> **SET EXERCISE 1**:
List each line of the entries below that contains the word "mountain".

━━━ TEXT SHOWN ━━━

« Back to the Pacific | Main | Banging Oprah »

SpamAssassin Rules

Now that I have a better sense of the number of rules being triggered by my filtered spam (see previous postings), I'd like to know what kinds of patterns exist in the rules. Which rules occur the most? What are the most common co-occurrences of rules? In order to answer these questions, I had to find a way to look at individual rules. So I wrote a little Perl script using SpamAssassin to extract from each email the 'X-Spam-Score' header. For example, this one comes from the 9th spam email in my corpus:

X-Spam-Score: 7.293 (*******) BAYES_99,BIZ_TLD,DATE_IN_FUTURE_12_24,HOT_NASTY

This says the score assigned to the email by SpamAssassin is 7.293 and that it triggered 4 rules, which are listed by name.

So far, so good. But is this email unusual? How common are the particular rules it triggered? Is there a lot of hot and nasty spam in the corpus? To answer that, I analyzed in R the data from my Perl header extraction script.

My first step was to load all of the data into R.

> data <- read.table("spam-all.tab",
+                    header=TRUE,
+                    sep="\t",
+                    quote="")

There's a header row, with the spam score labelled as 'score' and all other columns consisting of the names of spam rules (in lowercase). We can get the full list of spam rules that way and see how many different rules there are:

> colnames(data)
  [1] "score"                  "act_now_caps"           "address_in_subject"
  [4] "addr_free"              "addr_nums_at_bigsite"   "all_natural"
  [7] "all_trusted"            "amateur_porn"           "amazing_stuff"
 [10] "as_seen_on"             "awl"                    "bang_exercise"
 [13] "bang_oprah"             "bang_quote"             "bayes_00"

━━━

> **SET EXERCISE 2**:
Write the next part of the SpamAssassin rules post above, starting right after its last line.

━━━ RAW DATA ━━━

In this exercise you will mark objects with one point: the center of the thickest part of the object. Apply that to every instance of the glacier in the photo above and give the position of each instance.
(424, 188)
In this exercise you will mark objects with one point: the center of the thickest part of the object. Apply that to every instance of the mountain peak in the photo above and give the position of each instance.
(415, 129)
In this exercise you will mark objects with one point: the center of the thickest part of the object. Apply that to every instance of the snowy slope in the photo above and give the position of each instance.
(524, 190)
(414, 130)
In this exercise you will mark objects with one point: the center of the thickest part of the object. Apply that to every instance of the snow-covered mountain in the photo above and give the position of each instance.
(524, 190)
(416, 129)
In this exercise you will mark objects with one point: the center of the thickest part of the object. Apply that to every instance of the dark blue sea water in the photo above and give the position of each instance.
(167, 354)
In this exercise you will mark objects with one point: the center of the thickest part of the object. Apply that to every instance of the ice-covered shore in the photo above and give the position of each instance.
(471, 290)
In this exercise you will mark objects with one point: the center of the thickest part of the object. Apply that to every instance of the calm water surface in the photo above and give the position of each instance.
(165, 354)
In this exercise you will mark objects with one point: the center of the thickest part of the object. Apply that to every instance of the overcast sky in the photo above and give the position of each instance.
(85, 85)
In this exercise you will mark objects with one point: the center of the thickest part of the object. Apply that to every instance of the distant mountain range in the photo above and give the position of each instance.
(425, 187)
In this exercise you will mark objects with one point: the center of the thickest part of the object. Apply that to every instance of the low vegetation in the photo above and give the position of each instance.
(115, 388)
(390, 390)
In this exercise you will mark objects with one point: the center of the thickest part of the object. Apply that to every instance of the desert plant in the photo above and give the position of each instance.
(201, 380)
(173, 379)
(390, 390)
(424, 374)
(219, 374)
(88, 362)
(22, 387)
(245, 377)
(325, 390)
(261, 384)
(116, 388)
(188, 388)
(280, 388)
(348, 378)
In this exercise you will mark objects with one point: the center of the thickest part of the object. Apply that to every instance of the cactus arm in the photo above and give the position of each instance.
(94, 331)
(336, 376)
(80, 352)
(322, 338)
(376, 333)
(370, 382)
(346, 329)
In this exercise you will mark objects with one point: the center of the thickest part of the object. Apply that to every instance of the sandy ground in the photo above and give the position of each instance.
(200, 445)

━━━

> **REPLY 1**:
In this exercise you will mark objects with one point: the center of the thickest part of the object. Apply that to every instance of the mountain peak in the photo above and give the position of each instance.
In this exercise you will mark objects with one point: the center of the thickest part of the object. Apply that to every instance of the snow-covered mountain in the photo above and give the position of each instance.
In this exercise you will mark objects with one point: the center of the thickest part of the object. Apply that to every instance of the distant mountain range in the photo above and give the position of each instance.

> **REPLY 2**:
 [16] "bayes_05"               "bayes_20"               "bayes_40"
 [19] "bayes_50"               "bayes_60"               "bayes_80"
 [22] "bayes_95"               "bayes_99"               "been_turned_down"
 [25] "biz_tld"                "blank_lines_70_80"      "blank_lines_90_100"
 [28] "body_enhancement"       "body_enhancement2"      "buy_direct"
 [31] "charset_faraway"        "charset_faraway_header" "click_below_caps"
 [34] "click_to_remove_1"      "compete"                "completely_free"
 [37] "confidential_order"     "confirmed_forged"       "consolidate_debt"
 [40] "credit_card"            "cum_shot"               "date_in_future_03_06"
 [43] "date_in_future_06_12"   "date_in_future_12_24"   "date_in_future_24_48"
 [46] "date_in_future_48_96"   "date_in_future_96_xx"   "date_in_past_12_24"
 [49] "date_in_past_24_48"     "date_in_past_48_96"     "date_in_past_96_xx"
 [52] "dear_friend"            "dear_something"         "diet_1"
 [55] "diet_2"                 "disguise_porn"          "dns_from_ahbl_rhsbl"
 [58] "dns_from_rfc_abuse"     "dns_from_rfc_bogusmx"   "dns_from_rfc_post"
 [61] "dns_from_rfc_whois"     "domain_4u2"             "domain_ratio"
 [64] "drugs_anxiety"          "drugs_anxiety_erec"     "drugs_anxiety_obfu"
 [67] "drugs_diet"             "drugs_diet_obfu"        "drugs_erectile"
 [70] "drugs_erectile_obfu"    "drugs_manykinds"        "drugs_muscle"
 [73] "drugs_pain"             "drugs_sleep"            "drugs_sleep_erec"
 [76] "drug_dosage"            "drug_ed_caps"           "drug_ed_combo"
 [79] "drug_ed_generic"        "drug_ed_online"         "drug_ed_sild"
 [82] "earn_per_week"          "entity_dec_alphanum"    "excuse_1"
 [85] "excuse_3"               "excuse_7"               "excuse_remove"
 [88] "extra_cash"             "extra_mpart_type"       "fake_helo_excite"
 [91] "fake_helo_lycos"        "fake_helo_mail_com_dom" "fake_helo_msn"
 [94] "fake_helo_yahoo_ca"     "fake_outblaze_rcvd"     "fin_free"
 [97] "forged_eudoramail_rcvd" "forged_hotmail_rcvd"    "forged_hotmail_rcvd2"
[100] "forged_ims_html"        "forged_ims_tags"        "forged_juno_rcvd"
[103] "forged_mua_aol_from"    "forged_mua_ims"         "forged_mua_mozilla"
[106] "forged_mua_oimo"        "forged_mua_outlook"     "forged_mua_thebat_boun"
[109] "forged_mua_thebat_cs"   "forged_outlook_html"    "forged_outlook_tags"
[112] "forged_rcvd_helo"       "forged_telesp_rcvd"     "forged_thebat_html"
[115] "forged_yahoo_rcvd"      "forward_looking"        "free_membership"
[118] "free_preview"           "free_sample"            "from_all_nums"
[121] "from_ends_in_nums"      "from_has_mixed_nums"    "from_has_mixed_nums3"
[124] "from_has_uline_nums"    "from_illegal_chars"     "from_no_lower"
[127] "from_no_user"           "from_num_at_webmail"    "from_offers"
[130] "frontpage"              "full_refund"            "gappy_subject"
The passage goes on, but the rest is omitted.